▸ TASK BRIEF:
At the line containing "Where can you see the boy in", begin retyping, and continue word for word until the records below run out.

___ SOURCE MATERIAL

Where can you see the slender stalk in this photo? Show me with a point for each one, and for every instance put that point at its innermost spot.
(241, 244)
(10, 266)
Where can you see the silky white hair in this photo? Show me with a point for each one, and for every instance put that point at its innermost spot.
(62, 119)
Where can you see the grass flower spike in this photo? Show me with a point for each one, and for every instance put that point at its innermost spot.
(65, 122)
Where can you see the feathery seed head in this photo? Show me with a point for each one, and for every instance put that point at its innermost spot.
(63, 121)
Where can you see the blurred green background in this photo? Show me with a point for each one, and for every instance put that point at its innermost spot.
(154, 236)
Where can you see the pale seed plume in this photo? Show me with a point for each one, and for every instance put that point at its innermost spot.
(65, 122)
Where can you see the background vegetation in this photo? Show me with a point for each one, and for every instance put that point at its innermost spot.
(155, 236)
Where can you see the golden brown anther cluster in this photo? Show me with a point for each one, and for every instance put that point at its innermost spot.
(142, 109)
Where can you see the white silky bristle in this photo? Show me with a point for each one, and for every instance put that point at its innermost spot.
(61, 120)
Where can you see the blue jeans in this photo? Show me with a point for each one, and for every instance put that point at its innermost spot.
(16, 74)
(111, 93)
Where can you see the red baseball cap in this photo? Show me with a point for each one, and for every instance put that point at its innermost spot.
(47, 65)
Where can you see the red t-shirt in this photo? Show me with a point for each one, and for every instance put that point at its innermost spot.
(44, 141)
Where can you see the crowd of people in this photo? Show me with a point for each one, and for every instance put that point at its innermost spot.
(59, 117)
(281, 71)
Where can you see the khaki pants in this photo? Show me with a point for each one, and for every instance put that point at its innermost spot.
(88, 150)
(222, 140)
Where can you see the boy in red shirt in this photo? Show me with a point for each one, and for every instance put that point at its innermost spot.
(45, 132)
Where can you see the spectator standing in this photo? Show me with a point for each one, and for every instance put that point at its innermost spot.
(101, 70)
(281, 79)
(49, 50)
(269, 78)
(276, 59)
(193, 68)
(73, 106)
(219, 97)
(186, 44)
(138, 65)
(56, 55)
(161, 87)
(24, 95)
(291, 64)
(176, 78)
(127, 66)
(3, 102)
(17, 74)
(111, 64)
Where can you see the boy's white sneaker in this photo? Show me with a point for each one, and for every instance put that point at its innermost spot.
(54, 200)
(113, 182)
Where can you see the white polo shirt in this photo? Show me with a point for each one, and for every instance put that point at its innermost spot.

______

▸ TASK RESULT:
Where can you see the boy in red shirt in this photo? Show me with a point for each one, and for every instance put that point at its innermost spot.
(45, 132)
Where can you see the spectator standing in this photo? Show me with a point for each one, and for every instance put that point at its innermost spot.
(101, 70)
(281, 79)
(49, 50)
(269, 78)
(276, 59)
(193, 68)
(73, 106)
(219, 97)
(186, 44)
(138, 65)
(56, 55)
(161, 87)
(24, 95)
(291, 64)
(176, 78)
(127, 66)
(3, 102)
(17, 74)
(111, 64)
Where can you see the boy's white sneaker in this photo? Show me with a point for each one, and for every instance put that point at its innermost spot.
(54, 200)
(113, 182)
Where can you see the white polo shirt in this photo? Show me with a point for each one, and for every instance put that point at its innermost spot.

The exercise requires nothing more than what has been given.